[[ Data under study open ]]

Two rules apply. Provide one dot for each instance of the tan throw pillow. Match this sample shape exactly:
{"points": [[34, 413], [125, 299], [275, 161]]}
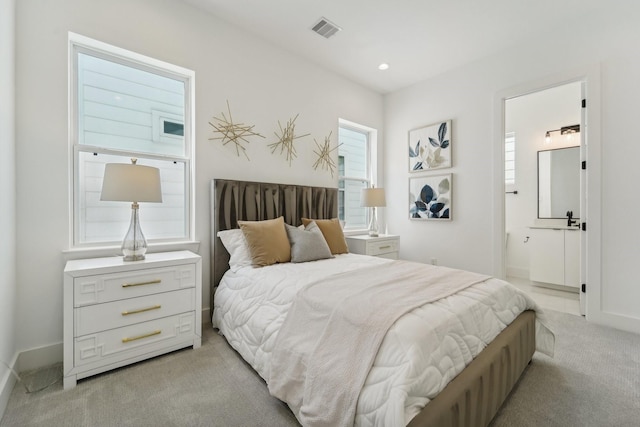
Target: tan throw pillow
{"points": [[332, 232], [267, 240]]}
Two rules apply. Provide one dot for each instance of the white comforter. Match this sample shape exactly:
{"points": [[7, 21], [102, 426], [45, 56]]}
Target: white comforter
{"points": [[421, 353]]}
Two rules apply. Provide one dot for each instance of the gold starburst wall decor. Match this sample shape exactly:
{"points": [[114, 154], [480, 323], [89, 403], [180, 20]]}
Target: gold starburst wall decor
{"points": [[233, 132], [324, 159], [286, 138]]}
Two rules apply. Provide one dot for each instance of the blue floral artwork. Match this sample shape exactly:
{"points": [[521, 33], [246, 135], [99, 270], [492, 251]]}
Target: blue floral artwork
{"points": [[430, 147], [430, 197]]}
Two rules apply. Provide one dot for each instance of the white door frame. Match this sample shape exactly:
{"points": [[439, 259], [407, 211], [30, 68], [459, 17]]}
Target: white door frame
{"points": [[591, 131]]}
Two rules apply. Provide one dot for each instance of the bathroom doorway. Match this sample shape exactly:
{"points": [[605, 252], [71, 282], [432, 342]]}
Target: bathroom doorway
{"points": [[542, 246]]}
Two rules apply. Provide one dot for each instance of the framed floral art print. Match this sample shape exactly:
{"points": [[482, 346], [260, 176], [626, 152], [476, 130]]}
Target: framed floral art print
{"points": [[430, 147], [430, 197]]}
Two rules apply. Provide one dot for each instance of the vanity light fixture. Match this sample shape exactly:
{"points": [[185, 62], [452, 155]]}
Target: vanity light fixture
{"points": [[568, 131]]}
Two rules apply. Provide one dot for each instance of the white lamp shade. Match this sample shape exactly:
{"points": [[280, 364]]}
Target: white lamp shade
{"points": [[373, 197], [131, 183]]}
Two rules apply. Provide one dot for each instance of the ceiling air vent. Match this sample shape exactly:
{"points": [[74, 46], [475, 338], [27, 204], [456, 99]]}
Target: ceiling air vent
{"points": [[326, 28]]}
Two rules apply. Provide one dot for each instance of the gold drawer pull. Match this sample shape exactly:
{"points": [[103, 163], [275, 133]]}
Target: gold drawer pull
{"points": [[151, 282], [141, 310], [139, 337]]}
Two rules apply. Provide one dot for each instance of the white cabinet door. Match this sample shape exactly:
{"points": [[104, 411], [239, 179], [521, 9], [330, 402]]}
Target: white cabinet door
{"points": [[572, 258], [546, 256]]}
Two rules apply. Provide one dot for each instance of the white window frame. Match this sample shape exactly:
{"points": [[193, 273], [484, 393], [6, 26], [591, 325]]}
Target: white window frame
{"points": [[371, 162], [510, 147], [82, 44]]}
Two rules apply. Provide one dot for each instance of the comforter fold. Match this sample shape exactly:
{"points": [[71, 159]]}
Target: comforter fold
{"points": [[331, 335]]}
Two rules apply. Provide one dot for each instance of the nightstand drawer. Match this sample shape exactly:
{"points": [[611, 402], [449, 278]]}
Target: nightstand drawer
{"points": [[381, 247], [116, 286], [119, 344], [116, 314]]}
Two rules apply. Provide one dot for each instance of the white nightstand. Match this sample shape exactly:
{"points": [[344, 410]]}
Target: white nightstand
{"points": [[117, 313], [384, 246]]}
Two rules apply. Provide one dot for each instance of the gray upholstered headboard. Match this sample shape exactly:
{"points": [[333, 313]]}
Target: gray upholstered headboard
{"points": [[255, 201]]}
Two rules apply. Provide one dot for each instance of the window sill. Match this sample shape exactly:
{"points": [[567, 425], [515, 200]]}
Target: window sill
{"points": [[104, 251]]}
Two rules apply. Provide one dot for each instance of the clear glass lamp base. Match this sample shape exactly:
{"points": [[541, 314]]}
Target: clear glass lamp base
{"points": [[134, 245], [373, 225]]}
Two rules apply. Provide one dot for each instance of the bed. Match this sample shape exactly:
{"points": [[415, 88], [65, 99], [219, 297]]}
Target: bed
{"points": [[450, 362]]}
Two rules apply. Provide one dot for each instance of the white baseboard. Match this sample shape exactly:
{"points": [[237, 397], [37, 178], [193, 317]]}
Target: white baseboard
{"points": [[39, 357], [45, 356], [521, 273], [7, 383]]}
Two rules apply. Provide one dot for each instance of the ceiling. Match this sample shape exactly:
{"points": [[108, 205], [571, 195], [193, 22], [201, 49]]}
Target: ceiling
{"points": [[417, 38]]}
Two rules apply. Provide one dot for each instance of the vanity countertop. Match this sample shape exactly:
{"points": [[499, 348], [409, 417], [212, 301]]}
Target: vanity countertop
{"points": [[557, 227]]}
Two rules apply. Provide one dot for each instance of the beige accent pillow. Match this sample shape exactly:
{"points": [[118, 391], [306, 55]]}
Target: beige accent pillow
{"points": [[267, 241], [332, 232]]}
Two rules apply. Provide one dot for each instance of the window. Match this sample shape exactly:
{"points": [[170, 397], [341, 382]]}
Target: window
{"points": [[354, 171], [123, 106], [510, 158]]}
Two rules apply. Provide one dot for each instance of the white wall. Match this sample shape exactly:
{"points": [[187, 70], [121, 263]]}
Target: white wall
{"points": [[8, 282], [263, 85], [530, 116], [468, 96]]}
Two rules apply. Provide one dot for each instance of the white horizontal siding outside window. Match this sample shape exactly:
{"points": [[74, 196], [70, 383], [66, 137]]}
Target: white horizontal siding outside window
{"points": [[124, 106], [354, 169]]}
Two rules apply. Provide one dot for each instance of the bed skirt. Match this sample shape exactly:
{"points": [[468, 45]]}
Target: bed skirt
{"points": [[473, 398]]}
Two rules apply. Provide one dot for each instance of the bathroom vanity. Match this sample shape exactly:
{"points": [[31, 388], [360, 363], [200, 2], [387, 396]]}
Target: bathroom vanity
{"points": [[554, 256]]}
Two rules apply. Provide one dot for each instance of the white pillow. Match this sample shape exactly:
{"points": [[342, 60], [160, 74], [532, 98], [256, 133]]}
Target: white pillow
{"points": [[307, 244], [235, 243]]}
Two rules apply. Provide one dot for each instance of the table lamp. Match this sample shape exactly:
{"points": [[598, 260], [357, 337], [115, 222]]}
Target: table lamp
{"points": [[132, 183], [373, 198]]}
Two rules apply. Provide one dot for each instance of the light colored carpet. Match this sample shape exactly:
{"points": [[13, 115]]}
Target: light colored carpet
{"points": [[593, 380]]}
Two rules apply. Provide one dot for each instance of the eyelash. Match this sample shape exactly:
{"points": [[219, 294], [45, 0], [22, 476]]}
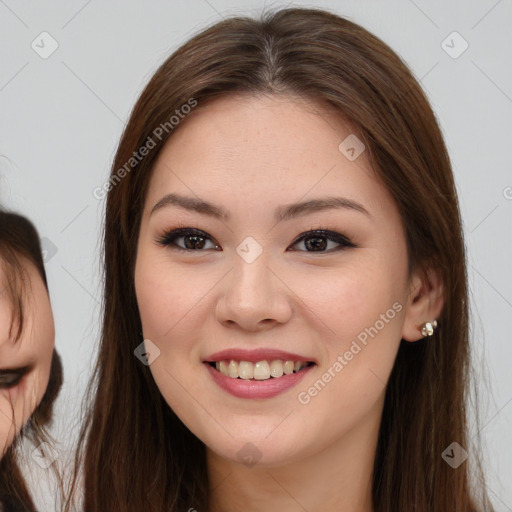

[[ Data under study closed ]]

Reproduce each entry exactly, without the pictures.

Two rules apply. Provide one dot for each instance of the tan throw pillow. Match this sample shape exactly:
{"points": [[34, 413], [125, 299], [275, 161]]}
Target: tan throw pillow
{"points": [[332, 232], [267, 240]]}
Two rules apply. Provide one dot for each instance of the white comforter. Match this sample shape exactly:
{"points": [[7, 21], [102, 426], [45, 56]]}
Target: white comforter
{"points": [[421, 353]]}
Two rules apply. Provide one dot for each instance of the gold starburst wall decor. Match this sample shape exactly:
{"points": [[114, 154], [480, 323], [89, 403], [180, 20]]}
Target: gold starburst wall decor
{"points": [[233, 132], [324, 159], [286, 138]]}
Two rules apply. Provide one dot for each instance of the blue floral artwork. Match this sample shape exactly:
{"points": [[521, 33], [246, 135], [99, 270], [492, 251]]}
Target: blue floral artwork
{"points": [[430, 147], [430, 197]]}
Two rules apply. Provide one dot for each instance of the white door frame. Match this sample shape exactly:
{"points": [[439, 259], [407, 211], [30, 68], [459, 17]]}
Target: white door frame
{"points": [[591, 131]]}
Two rules apply. Provide one dot for each instance of the bathroom doorway. Match this sample shape exactly:
{"points": [[605, 252], [71, 282], [432, 342]]}
Target: bathroom doorway
{"points": [[542, 246]]}
Two rules apply. Provide one dot for each instance of the framed floral art print. Match this sample shape exactly:
{"points": [[482, 346], [260, 176], [626, 152], [476, 130]]}
Target: framed floral art print
{"points": [[430, 147], [430, 197]]}
Two rules apply. Provide one dot for each instance of the vanity light fixture. Match this sample shape exactly:
{"points": [[185, 62], [452, 155]]}
Target: vanity light fixture
{"points": [[568, 131]]}
Two rules apply. Provide one dot for each instance of the white lamp shade. Match this sample shape exactly:
{"points": [[280, 364]]}
Target: white lamp shade
{"points": [[373, 197], [131, 183]]}
Two rules apply. Provide one dot for each instance of the ceiling air vent. Match this sample shape exactly:
{"points": [[74, 46], [475, 338], [27, 204], [456, 99]]}
Target: ceiling air vent
{"points": [[326, 28]]}
Two rules apply. Provide one dot for each instance of the gold drawer pull. Match this sample shape exactly:
{"points": [[103, 163], [275, 133]]}
Target: gold drawer pull
{"points": [[151, 282], [141, 310], [139, 337]]}
Two rules apply. Provide one dot for each instance of the white cabinet door. Match this sample shape exactly:
{"points": [[104, 411], [239, 179], [521, 9], [330, 402]]}
Target: white cabinet door
{"points": [[572, 258], [546, 256]]}
Two rules apply. Provide one dot for each instance of the white window frame. Match this sample shape exactly:
{"points": [[193, 273], [484, 393], [6, 26], [591, 325]]}
Target: white window frame
{"points": [[371, 162], [510, 147], [82, 44]]}
Two rules apply. Provide one dot for each instance of the comforter fold. Match this sample shape exactly:
{"points": [[71, 159]]}
Target: comforter fold
{"points": [[331, 335]]}
Two rules apply. Provide one dot for each instance of the nightstand drawer. Match this sample shape exactly:
{"points": [[611, 402], [449, 278]]}
Target: nightstand drawer
{"points": [[381, 247], [116, 286], [119, 344], [116, 314]]}
Two rules apply. Provide one dot for each instance of the white nightstand. Match this sample shape exactly:
{"points": [[344, 410]]}
Target: white nightstand
{"points": [[117, 313], [384, 246]]}
Two rules apply. Provide one dot for each instance of the gray upholstered headboard. Match this sample shape exactly:
{"points": [[333, 313]]}
Target: gray upholstered headboard
{"points": [[255, 201]]}
Two rules apply. Provide one dot for each instance of the window sill. Match this sample shape exactly:
{"points": [[567, 425], [515, 200]]}
Target: window sill
{"points": [[104, 251]]}
Two rules apply. Provide one dot for each instance of the clear glass lamp base. Match this sample shape exactly:
{"points": [[541, 314]]}
Target: clear glass lamp base
{"points": [[134, 245], [373, 225]]}
Two rules apply. Provide one dot for each instance of the bed. Match this sample shape exactly:
{"points": [[415, 88], [65, 99], [219, 297]]}
Target: bed
{"points": [[450, 362]]}
Two rules apply. Provide one dot for each instance of the white baseboard. Match this sample shape exactly:
{"points": [[237, 397], [37, 178], [193, 317]]}
Target: white baseboard
{"points": [[39, 357], [45, 356], [521, 273], [7, 383]]}
Two rules apply. Provide one dot for each instance of the ceiling. Match this sample shape exactly:
{"points": [[108, 205], [571, 195], [193, 22], [201, 49]]}
Target: ceiling
{"points": [[417, 38]]}
Two rules apply. Provide one dot for each instance of the vanity countertop. Match this sample shape exactly:
{"points": [[499, 348], [409, 417], [212, 301]]}
Target: vanity countertop
{"points": [[557, 227]]}
Two rules apply. Provide one dot for each instance of the beige accent pillow. Match this sample shape exactly:
{"points": [[118, 391], [306, 55]]}
Target: beige accent pillow
{"points": [[267, 241], [332, 232]]}
Two rules apply. Provide one dot for each instance of the window. Match this sample shape exactly:
{"points": [[170, 397], [341, 382]]}
Target: window
{"points": [[354, 171], [123, 106], [510, 158]]}
Two rules apply. Provide one dot for each instance of the white wall. Match this sample shape exactly:
{"points": [[187, 70], [121, 263]]}
Target: white wall
{"points": [[8, 282], [263, 85], [530, 116], [468, 96]]}
Two rules apply. Provide one dot for each instance of the white horizontal siding outside window. Match this sample shape exactly:
{"points": [[74, 196], [70, 383], [66, 137]]}
Target: white horizontal siding outside window
{"points": [[124, 106], [354, 169]]}
Two rules apply. Provide one dot for each instance of the bed skirt. Match this sample shape exactly:
{"points": [[468, 45]]}
Target: bed skirt
{"points": [[473, 398]]}
Two rules apply. Provide one dot for each instance of the bathroom vanity. Match this sample shape exactly:
{"points": [[31, 388], [360, 363], [200, 2], [387, 396]]}
Target: bathroom vanity
{"points": [[554, 256]]}
Two rules apply. Provide one dot for each instance of the white pillow. Match this sample shape exactly:
{"points": [[342, 60], [160, 74], [532, 98], [256, 133]]}
Target: white pillow
{"points": [[307, 244], [235, 243]]}
Two rules apply. Provide one dot for each instance of the table lamp. Match this sample shape exactly:
{"points": [[598, 260], [357, 337], [115, 222]]}
Target: table lamp
{"points": [[132, 183], [373, 198]]}
Two rules apply. Provide one dot for each instance of the light colored carpet. Match this sample shape exactly:
{"points": [[13, 115]]}
Target: light colored carpet
{"points": [[593, 380]]}
Two rules apply. Provide one dot for each instance of the eyelash. Match this sample shape exactly:
{"points": [[219, 294], [45, 0], [22, 476]]}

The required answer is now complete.